***** Records for processing *****

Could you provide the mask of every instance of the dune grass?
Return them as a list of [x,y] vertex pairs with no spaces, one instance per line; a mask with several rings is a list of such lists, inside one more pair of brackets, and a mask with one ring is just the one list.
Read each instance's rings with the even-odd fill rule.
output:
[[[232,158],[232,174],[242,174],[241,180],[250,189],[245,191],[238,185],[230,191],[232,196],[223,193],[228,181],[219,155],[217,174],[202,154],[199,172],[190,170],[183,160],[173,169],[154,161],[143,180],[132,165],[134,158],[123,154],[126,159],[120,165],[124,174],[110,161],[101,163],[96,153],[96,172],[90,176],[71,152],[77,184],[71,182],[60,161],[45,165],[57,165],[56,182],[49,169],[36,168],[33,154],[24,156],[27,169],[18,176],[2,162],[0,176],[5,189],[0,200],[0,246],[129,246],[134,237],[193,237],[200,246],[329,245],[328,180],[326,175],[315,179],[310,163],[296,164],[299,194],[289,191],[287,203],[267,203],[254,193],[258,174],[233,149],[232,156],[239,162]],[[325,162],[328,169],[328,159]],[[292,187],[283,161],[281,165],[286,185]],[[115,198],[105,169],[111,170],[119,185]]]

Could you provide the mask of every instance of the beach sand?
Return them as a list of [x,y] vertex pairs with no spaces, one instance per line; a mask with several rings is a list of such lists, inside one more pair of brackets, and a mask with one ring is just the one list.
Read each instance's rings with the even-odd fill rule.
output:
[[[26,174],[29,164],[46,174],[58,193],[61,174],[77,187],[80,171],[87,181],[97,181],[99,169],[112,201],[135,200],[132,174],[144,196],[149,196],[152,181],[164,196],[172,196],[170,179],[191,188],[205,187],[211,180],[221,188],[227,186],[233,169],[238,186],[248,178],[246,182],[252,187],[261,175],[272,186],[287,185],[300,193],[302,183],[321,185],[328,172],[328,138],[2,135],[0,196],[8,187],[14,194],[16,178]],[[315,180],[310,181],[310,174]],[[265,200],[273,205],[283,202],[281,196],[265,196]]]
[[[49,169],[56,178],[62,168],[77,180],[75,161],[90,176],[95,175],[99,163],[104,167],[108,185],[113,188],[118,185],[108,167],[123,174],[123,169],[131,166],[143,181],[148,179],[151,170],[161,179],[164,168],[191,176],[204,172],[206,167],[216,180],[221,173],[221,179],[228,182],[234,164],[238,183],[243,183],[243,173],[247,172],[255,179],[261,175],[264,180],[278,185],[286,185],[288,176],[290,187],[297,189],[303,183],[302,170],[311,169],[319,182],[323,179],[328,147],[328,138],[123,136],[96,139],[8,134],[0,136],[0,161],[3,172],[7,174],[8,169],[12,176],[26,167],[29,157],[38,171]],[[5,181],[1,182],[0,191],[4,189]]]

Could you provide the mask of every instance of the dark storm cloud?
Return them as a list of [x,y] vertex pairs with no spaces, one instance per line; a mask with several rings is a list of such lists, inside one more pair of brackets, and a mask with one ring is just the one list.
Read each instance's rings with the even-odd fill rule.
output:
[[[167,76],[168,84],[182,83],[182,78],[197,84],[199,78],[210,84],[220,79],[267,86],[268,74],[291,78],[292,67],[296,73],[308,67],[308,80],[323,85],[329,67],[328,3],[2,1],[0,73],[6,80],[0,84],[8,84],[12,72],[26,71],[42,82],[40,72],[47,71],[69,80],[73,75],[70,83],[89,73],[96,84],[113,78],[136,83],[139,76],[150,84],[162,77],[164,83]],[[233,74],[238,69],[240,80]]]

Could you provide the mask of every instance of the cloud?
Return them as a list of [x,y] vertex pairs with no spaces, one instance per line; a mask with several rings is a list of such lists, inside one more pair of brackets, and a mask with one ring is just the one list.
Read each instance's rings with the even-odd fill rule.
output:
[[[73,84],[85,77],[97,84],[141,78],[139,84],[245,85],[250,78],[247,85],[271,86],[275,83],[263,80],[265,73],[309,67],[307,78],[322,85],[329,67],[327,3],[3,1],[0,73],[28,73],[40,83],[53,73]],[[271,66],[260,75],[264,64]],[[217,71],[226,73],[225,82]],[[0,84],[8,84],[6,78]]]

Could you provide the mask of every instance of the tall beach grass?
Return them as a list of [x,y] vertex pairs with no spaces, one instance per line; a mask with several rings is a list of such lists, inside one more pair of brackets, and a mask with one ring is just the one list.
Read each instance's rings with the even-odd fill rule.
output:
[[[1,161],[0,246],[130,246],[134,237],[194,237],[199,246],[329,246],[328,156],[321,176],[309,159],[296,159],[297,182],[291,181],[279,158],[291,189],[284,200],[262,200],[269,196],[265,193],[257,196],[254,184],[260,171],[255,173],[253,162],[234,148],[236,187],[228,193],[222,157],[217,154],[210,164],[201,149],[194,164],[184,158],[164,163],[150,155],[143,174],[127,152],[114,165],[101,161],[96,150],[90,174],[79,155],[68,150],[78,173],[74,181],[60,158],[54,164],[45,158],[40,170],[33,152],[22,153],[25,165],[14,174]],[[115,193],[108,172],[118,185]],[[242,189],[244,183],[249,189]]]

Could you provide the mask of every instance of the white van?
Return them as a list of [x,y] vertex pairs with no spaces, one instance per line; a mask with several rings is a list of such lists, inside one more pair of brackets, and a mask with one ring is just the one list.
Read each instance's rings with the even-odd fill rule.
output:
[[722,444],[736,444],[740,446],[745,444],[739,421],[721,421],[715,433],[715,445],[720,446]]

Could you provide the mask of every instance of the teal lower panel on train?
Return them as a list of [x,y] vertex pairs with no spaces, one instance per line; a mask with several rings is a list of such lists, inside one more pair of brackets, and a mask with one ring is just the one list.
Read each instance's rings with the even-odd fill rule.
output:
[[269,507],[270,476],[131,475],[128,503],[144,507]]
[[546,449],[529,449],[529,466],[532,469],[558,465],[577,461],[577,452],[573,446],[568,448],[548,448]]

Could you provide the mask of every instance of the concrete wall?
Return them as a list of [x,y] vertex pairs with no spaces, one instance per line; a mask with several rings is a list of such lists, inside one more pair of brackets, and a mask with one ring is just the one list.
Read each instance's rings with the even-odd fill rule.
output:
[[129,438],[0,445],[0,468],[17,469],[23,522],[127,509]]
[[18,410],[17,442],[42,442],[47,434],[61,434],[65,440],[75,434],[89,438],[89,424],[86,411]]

*****

**Requirement**
Copy out the full set of records precisely, leaving nothing out.

**Full answer**
Could you provide the mask of every instance of the dune grass?
Return them as a list of [x,y] vertex pairs with no spaces, one instance per line; a mask with several rings is a list of such lists, inside one more pair of brackets, and a mask with one ring is just the one list.
Read each instance's rings with the even-odd fill rule.
output:
[[[232,158],[232,174],[242,174],[241,180],[250,189],[245,191],[238,185],[230,191],[232,196],[223,193],[228,181],[219,155],[217,174],[202,154],[199,172],[190,170],[183,160],[173,169],[154,161],[143,180],[132,165],[134,158],[123,154],[126,159],[120,165],[124,174],[110,161],[101,163],[96,153],[96,172],[90,176],[71,152],[77,184],[71,182],[60,161],[45,165],[57,165],[56,182],[49,169],[36,168],[33,154],[24,156],[27,169],[18,176],[2,162],[0,176],[5,189],[0,200],[0,246],[129,246],[134,237],[193,237],[200,246],[329,245],[328,180],[326,175],[315,179],[310,163],[296,164],[299,194],[289,191],[287,203],[267,203],[254,193],[258,174],[233,149],[232,156],[239,162]],[[325,162],[328,169],[328,159]],[[292,187],[283,161],[281,165],[286,185]],[[115,198],[105,169],[111,170],[119,185]]]

Could you provide the mask of every instance of the beach sand?
Return them as a list of [x,y] vertex pairs with no spaces, one instance per line; a mask with several rings is a list of such lists, inside one more pair of brackets, and a mask with one ring is just the one list.
Read each instance's rings with the even-odd fill rule.
output:
[[[26,174],[29,164],[46,174],[58,193],[61,174],[77,187],[80,171],[87,181],[97,181],[99,169],[112,201],[135,200],[132,174],[144,196],[149,196],[152,181],[164,196],[172,196],[170,179],[191,188],[205,187],[211,180],[221,188],[227,186],[233,169],[238,186],[248,178],[246,182],[252,187],[261,175],[272,186],[287,185],[300,193],[302,183],[321,185],[328,172],[328,138],[2,135],[0,196],[8,187],[14,194],[16,178]],[[315,180],[310,181],[310,174]],[[265,200],[273,205],[283,202],[281,196],[265,196]]]
[[[49,169],[56,178],[62,168],[77,180],[75,161],[90,176],[95,175],[99,163],[104,167],[108,185],[113,188],[118,185],[108,167],[123,174],[123,169],[131,166],[143,181],[148,179],[151,170],[161,179],[164,168],[191,176],[204,172],[206,167],[216,180],[221,173],[221,179],[228,182],[234,164],[238,183],[243,183],[243,173],[247,172],[255,179],[261,175],[264,180],[278,185],[286,185],[288,176],[290,187],[297,189],[303,183],[302,170],[311,169],[319,182],[323,179],[328,147],[328,138],[123,136],[96,139],[8,134],[0,136],[0,161],[3,172],[7,174],[8,169],[12,176],[26,167],[29,157],[38,171]],[[5,181],[1,182],[0,191],[4,189]]]

Could you provide the mask of every instance of the dark storm cloud?
Return them as a list of [x,y] vertex pairs with no spaces, one instance per line; a mask with several rings is a list of such lists, inside one more pair of brackets, and a mask with one ring is just the one list.
Read each instance's rings with the even-odd fill rule.
output:
[[[167,76],[168,84],[182,83],[182,78],[197,84],[199,78],[210,84],[220,79],[267,86],[268,74],[291,78],[292,67],[296,73],[308,67],[308,80],[323,85],[329,67],[328,3],[2,1],[0,73],[6,80],[0,84],[8,84],[12,72],[26,71],[42,82],[40,72],[47,71],[69,80],[73,75],[70,83],[89,73],[96,84],[113,78],[136,83],[139,76],[150,84],[162,77],[164,83]],[[233,74],[238,69],[240,80]]]

Could you provide the mask of every instance of the cloud?
Return them as a list of [x,y] vertex pairs with no spaces, one instance per line; a mask with several rings is a list of such lists, inside one more pair of brackets, and a mask with one ring is just the one list.
Read each instance's rings with the even-odd fill rule.
output:
[[[73,84],[85,77],[97,84],[141,78],[139,84],[245,85],[250,78],[247,85],[271,86],[275,83],[263,80],[265,73],[309,67],[307,78],[322,85],[329,67],[327,3],[3,1],[0,73],[28,73],[40,83],[53,73]],[[271,66],[260,75],[264,64]],[[217,71],[226,73],[225,82]],[[0,84],[8,84],[6,78]]]

Could you provide the mask of every instance of the tall beach grass?
Return them as a list of [x,y] vertex pairs with no spaces, one instance per line; a mask with several rings is a list of such lists, inside one more pair of brackets, and a mask with one ring is just the one list.
Read each instance's rings with the even-odd fill rule.
output:
[[[1,161],[0,246],[130,246],[134,237],[194,237],[199,246],[329,246],[328,156],[321,176],[309,159],[296,159],[297,182],[291,181],[279,158],[291,189],[284,200],[262,200],[269,196],[265,193],[257,196],[254,184],[260,171],[255,173],[253,162],[234,148],[236,187],[228,193],[222,157],[217,154],[210,164],[201,149],[194,164],[184,158],[164,163],[150,155],[143,174],[127,152],[114,165],[101,161],[96,150],[90,174],[79,155],[68,150],[78,173],[74,181],[60,158],[54,164],[45,158],[40,170],[33,152],[22,153],[25,165],[14,174]],[[115,193],[108,172],[118,185]],[[242,189],[244,183],[249,189]]]

Could you provide the mask of every instance of the white van?
Return them as a list of [x,y] vertex pairs with no spaces, one instance per line; a mask with several rings is a list of such lists, inside one more pair of brackets, and a mask with one ring is just the one list.
Read each instance's rings with the even-odd fill rule.
output:
[[722,444],[736,444],[740,446],[745,444],[739,421],[721,421],[715,433],[715,445],[720,446]]

Could you provide the mask of every instance of the teal lower panel on train?
Return them as a list of [x,y] vertex pairs with no spaces, one instance per line; a mask with several rings is a list of such lists, inside one more pair of brackets, and a mask with one ring is just the one list.
Read each instance's rings with the even-odd fill rule.
output:
[[269,507],[270,476],[131,475],[128,503],[144,507]]
[[546,449],[529,449],[529,466],[532,469],[558,465],[577,461],[577,452],[573,446],[568,448],[548,448]]

Could you provide the mask of every instance of the concrete wall?
Return them as a list of [x,y] vertex pairs with no spaces, one instance per line; a mask with several rings is a list of such lists, inside one more pair of brackets, and a mask with one ring is just the one list.
Read each instance's rings with the even-odd fill rule.
output:
[[129,438],[0,445],[0,468],[17,469],[23,522],[127,509]]
[[18,410],[17,442],[42,442],[47,434],[61,434],[65,440],[75,434],[89,438],[89,424],[86,411]]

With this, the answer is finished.